**TO DO**
Pick out and copy each line in the records below that contains the word "blue".

**DATASET RECORDS**
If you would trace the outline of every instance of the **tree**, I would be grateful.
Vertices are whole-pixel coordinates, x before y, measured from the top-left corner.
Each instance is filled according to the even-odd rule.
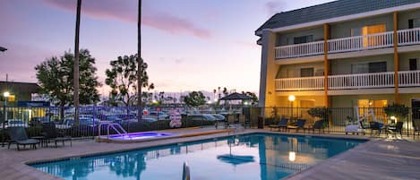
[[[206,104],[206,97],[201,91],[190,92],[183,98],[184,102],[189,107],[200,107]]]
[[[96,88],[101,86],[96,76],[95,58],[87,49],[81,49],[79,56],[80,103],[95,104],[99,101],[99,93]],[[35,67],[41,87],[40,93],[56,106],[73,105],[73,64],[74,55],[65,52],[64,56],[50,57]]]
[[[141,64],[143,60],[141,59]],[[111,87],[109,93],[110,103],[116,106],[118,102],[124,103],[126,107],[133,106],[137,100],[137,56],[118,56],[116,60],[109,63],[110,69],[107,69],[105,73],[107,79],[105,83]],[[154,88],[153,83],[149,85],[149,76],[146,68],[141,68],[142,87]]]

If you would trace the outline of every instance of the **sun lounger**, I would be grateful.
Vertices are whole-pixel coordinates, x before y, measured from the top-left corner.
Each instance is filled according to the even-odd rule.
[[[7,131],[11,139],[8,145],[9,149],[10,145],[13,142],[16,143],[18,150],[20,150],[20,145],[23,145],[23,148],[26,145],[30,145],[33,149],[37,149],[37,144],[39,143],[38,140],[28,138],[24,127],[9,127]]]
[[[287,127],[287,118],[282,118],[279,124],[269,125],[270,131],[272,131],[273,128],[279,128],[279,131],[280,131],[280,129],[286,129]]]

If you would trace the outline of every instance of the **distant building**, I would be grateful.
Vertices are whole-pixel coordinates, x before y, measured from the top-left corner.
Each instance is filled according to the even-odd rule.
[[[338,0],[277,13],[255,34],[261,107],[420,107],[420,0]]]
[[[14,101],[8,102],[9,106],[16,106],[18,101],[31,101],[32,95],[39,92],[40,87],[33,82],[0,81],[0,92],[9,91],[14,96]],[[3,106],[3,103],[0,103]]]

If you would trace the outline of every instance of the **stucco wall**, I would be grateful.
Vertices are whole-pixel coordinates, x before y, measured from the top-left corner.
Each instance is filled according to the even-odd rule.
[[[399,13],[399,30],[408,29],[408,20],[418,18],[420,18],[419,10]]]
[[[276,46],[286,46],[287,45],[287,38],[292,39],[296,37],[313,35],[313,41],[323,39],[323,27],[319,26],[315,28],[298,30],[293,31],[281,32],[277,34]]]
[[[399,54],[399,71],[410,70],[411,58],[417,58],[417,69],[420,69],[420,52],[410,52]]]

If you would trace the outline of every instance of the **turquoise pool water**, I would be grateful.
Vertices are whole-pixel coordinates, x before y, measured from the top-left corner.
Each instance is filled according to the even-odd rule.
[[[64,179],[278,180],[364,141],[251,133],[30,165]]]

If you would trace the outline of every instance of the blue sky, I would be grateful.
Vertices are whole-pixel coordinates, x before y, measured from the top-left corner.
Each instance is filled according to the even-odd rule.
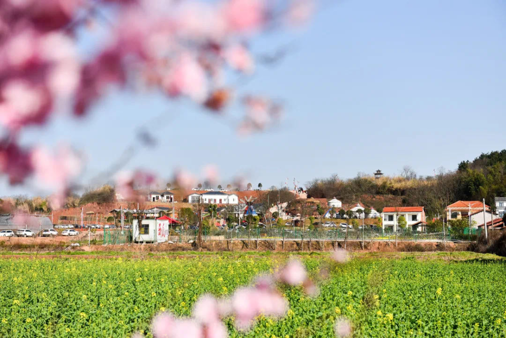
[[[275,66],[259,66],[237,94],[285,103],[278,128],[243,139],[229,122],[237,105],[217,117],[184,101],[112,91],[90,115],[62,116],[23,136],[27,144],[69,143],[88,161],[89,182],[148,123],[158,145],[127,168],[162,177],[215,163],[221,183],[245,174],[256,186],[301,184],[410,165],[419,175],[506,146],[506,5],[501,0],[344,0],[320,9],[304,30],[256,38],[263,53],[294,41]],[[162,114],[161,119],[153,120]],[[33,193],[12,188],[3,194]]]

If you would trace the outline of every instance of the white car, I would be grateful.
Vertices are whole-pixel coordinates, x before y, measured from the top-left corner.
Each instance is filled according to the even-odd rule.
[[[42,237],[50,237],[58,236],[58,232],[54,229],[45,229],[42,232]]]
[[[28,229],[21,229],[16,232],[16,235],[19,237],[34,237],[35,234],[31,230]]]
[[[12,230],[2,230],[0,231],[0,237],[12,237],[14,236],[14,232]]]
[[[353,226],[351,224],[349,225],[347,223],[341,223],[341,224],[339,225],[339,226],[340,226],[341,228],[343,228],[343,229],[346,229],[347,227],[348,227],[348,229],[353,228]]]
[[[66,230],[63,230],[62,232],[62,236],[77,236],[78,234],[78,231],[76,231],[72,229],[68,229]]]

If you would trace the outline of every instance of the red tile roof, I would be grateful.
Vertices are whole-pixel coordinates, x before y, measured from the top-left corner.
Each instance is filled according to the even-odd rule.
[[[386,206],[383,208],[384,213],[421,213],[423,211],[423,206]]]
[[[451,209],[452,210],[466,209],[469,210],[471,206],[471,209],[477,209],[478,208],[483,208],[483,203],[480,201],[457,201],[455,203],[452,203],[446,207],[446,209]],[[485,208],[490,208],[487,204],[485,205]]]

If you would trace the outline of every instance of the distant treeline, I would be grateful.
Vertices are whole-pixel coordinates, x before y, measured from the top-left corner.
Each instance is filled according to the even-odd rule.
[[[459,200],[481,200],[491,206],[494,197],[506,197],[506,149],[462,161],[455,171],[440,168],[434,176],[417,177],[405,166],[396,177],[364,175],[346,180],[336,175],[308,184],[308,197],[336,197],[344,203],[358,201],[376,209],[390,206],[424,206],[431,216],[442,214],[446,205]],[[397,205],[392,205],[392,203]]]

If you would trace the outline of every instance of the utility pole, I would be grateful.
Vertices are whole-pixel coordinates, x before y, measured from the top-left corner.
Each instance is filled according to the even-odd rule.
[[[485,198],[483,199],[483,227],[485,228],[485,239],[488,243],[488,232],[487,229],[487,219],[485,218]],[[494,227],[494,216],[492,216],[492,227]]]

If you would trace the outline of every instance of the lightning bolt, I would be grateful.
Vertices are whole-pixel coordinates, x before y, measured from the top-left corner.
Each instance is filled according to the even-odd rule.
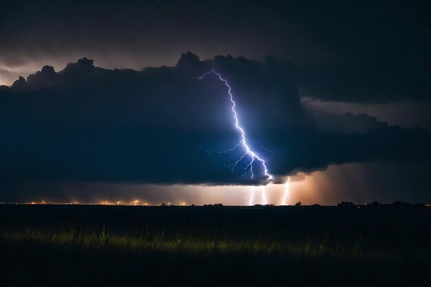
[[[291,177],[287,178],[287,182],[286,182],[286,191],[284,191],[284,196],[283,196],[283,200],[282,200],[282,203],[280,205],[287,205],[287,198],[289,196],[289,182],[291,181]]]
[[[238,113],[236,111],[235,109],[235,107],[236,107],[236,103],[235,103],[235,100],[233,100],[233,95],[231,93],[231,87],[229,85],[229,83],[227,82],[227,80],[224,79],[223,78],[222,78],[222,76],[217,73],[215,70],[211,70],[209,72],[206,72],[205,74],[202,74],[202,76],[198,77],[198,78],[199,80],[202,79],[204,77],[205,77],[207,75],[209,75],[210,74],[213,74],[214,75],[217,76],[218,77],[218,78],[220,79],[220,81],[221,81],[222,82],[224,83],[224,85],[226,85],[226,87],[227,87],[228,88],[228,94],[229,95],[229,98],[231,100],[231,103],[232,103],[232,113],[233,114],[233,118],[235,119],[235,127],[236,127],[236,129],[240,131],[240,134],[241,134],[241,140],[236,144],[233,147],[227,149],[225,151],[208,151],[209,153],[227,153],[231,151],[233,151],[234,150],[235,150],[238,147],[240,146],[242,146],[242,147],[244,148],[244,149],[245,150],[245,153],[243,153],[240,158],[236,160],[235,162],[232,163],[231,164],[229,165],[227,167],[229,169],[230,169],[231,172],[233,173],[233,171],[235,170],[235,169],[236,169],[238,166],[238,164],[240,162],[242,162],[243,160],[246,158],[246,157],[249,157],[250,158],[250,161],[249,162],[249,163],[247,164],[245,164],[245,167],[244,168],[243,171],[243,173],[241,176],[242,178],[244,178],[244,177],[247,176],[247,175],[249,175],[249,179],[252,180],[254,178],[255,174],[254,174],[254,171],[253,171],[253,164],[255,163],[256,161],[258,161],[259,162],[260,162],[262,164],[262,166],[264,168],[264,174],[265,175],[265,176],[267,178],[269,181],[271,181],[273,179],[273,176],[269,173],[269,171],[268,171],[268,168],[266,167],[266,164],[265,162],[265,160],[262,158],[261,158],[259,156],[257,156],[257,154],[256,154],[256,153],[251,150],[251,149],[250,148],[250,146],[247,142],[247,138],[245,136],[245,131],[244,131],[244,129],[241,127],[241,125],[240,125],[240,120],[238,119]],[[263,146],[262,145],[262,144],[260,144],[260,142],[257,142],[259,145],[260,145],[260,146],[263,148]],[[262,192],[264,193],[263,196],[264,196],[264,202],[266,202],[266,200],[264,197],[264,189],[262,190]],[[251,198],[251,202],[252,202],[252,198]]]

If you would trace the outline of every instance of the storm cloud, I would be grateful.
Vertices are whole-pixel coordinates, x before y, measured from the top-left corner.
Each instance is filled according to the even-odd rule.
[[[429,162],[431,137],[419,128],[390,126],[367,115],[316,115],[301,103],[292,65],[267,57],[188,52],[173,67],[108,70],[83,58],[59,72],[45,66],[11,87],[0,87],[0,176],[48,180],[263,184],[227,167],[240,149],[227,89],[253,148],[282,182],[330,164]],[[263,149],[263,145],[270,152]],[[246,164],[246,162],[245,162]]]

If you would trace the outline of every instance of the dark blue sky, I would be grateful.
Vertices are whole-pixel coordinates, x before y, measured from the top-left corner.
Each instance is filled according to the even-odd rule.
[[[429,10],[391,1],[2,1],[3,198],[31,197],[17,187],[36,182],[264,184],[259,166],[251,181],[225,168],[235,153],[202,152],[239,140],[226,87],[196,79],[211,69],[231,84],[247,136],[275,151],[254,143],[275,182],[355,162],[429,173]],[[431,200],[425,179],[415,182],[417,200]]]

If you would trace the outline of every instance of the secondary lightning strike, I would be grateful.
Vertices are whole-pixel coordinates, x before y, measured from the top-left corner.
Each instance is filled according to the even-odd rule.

**EXERCISE ANSWER**
If you would trace the outline of every instance of the blue sky, I would be grateful.
If you would trace the outline of every instance of the dark blue sky, I would be grateful.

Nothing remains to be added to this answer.